▶ **Your instructions**:
Look through the records below for the line with "Target: wild boar dark bristly fur". Return that line and each one after it up to and including the line with "Target: weathered wooden plank", exactly.

▶ **Point localization data**:

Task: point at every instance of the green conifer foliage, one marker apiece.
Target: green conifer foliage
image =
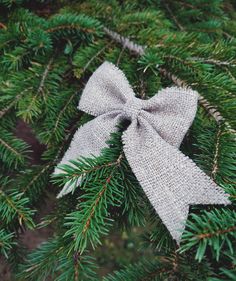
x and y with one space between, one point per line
46 59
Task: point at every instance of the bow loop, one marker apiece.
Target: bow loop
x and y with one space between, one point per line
97 98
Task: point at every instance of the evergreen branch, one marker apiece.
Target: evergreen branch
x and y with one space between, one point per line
27 113
173 17
6 242
8 107
57 121
44 75
70 26
13 150
93 217
51 260
14 206
216 154
214 228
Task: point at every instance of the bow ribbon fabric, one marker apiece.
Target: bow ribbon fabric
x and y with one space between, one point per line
171 180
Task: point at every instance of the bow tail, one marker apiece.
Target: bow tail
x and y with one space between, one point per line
171 180
88 141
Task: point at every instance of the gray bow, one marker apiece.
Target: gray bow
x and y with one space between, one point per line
170 179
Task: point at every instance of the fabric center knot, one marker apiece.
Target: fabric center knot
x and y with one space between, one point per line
132 108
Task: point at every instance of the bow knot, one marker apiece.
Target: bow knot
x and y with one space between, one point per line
132 108
170 180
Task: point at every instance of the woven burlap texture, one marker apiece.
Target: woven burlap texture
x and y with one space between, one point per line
171 180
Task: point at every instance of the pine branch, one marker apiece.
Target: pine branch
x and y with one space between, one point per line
215 228
6 242
13 151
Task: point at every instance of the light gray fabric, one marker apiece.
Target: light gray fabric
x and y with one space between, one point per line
170 179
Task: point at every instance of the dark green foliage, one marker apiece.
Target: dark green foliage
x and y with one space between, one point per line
46 59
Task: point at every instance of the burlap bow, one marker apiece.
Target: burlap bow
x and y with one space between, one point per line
170 179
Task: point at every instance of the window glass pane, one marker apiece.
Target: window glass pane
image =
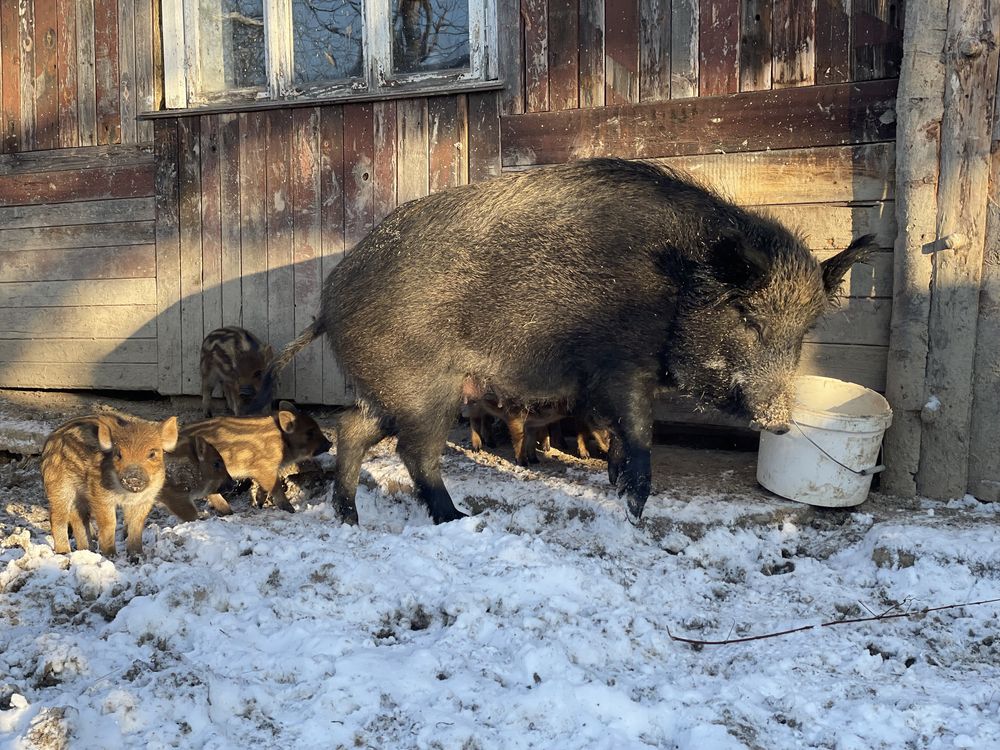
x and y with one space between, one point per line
327 37
231 44
429 35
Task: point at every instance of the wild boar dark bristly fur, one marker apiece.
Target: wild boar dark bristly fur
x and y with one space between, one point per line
671 285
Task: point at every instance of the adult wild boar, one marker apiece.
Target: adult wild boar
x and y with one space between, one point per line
670 285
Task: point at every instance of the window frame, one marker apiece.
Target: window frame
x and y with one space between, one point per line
182 64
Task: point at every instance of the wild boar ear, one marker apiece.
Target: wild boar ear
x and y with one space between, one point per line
104 436
286 419
168 433
836 268
738 263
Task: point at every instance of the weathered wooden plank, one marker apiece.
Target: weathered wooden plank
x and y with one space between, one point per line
794 43
857 364
832 227
384 167
984 458
833 41
253 236
411 146
755 44
211 223
307 250
83 212
69 132
970 85
752 121
447 141
87 157
111 292
719 47
591 39
127 44
229 207
10 79
189 213
146 40
332 180
876 27
101 322
83 235
831 174
138 377
86 73
535 19
855 320
60 187
62 351
128 262
621 51
46 86
26 28
359 193
106 71
564 67
654 50
280 274
684 49
167 259
484 137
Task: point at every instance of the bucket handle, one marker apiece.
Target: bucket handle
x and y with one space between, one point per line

▶ **Final answer**:
Target: wild boar dark bristly fur
x and y with one space between, one point per line
671 285
Task: point at every instance of the adult wild boar, one marker apiece.
Target: adult wild boar
x and y with one space between, one point per line
670 285
Task: point at every instance of the window frame, one marker apiece.
Target: window frame
x and y with one space between, one point per line
182 64
Task: point at every instance of the wild boar ear, one marker apiece.
Target: wild boar ear
x and y with one space between, one point per line
104 436
286 419
168 433
836 268
738 263
Task: point at every instance of the weathered wooden plank, one marker apiece.
Target: weathered wooden plank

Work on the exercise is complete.